The Death of Diplomacy

In the northern hemisphere people may not be much aware, if at all, of the storm brewing in our cappuccino cups in Australia. Since I am in Australia at the moment it is difficult to escape it. What follows is written on the far south coast of New South Wales, in a small town.

President Trump rang the Australian Prime Minister, Malcolm Turnbull last Sunday. The scheduled hour-long call was, apparently, abruptly terminated by Trump, who, having harangued Mr Turnbull, then hung up on him at the 25-minute mark. Mr Trump, employing his gift for the most superlative of superlatives (no one has superlatives like him, he has the best superlatives), called it the worst call he has made so far to a world leader.

Donald Trump, Reince Priebus, Mike Pence, Sean Spicer, Michael Flynn

At issue was the deal made by the Obama administration to accept between 1,000 and 2,000 illegal immigrants detained on Manus Island and Nauru. Given his recent moratorium on receiving refugees from certain countries, many of which are represented in these two island-camps, the deal was obviously an awkward one for him. Mr Trump has Tweeted (of course) that it was a dumb deal. One suspects that the Australian PM, also a conservative businessman, reminded Mr Trump that a deal was a deal. One can imagine Mr Trump saying that it was not his deal.

■ **Provided material**:
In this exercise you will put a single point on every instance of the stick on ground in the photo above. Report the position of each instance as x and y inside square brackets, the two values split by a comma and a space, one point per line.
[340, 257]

■ **What to work on**:
[1] In the article on the Trump–Turnbull phone call, how many minutes into the scheduled hour-long call did Trump hang up?
[2] Continue the article on the Trump–Turnbull phone call from its last sentence.

■ **Answers to the problems**:
[1] 25 minutes

[2]
The spokesmen are saying this was a robust conversation, a diplomacy-speak admission that Mr Trump did shout at Mr Turnbull. Australia is arguably the staunchest of US allies, and the Phonegate affair has put this historical relationship in some doubt going forward. This is not the way to treat long-term loyal allies.

Of course, in the Catholic Church, we have become accustomed to (if not quite used to) hearing Pope Francis launch his own tirades, against the curia, the pharisaical upholders of the moral law, airport bishops, promethean neo-Pelagians, et al. While Pope Francis does not use Twitter in the same way as Mr Trump, he does have a similar terse, minimalist style that packs a lot of shock-and-awe into a few choice words.

1200-elpapa

Both Francis and Trump have a lot in common. Both are set on over-turning the status quo in the running of their institutions, not least by by-passing the established channels. Pope Francis and President Trump have surrounded themselves with special advisers rather than the established officials. Francis will sack and re-assign at will (the CDF 3 for example), much as Trump uses executive orders and sacks acting attorneys-general who do not play ball by his rules. Both by-pass the usual channels for getting their message out: Francis uses his daily Mass homilettes and Trump uses Twitter. While Francis has now re-fashioned the Vatican press office to his own ends to get these homilettes out, Trump’s use of Twitter subverts the mainstream media by addressing people directly through social media, and the mainstream media must play catch-up. It is very clever; there is method in his madness.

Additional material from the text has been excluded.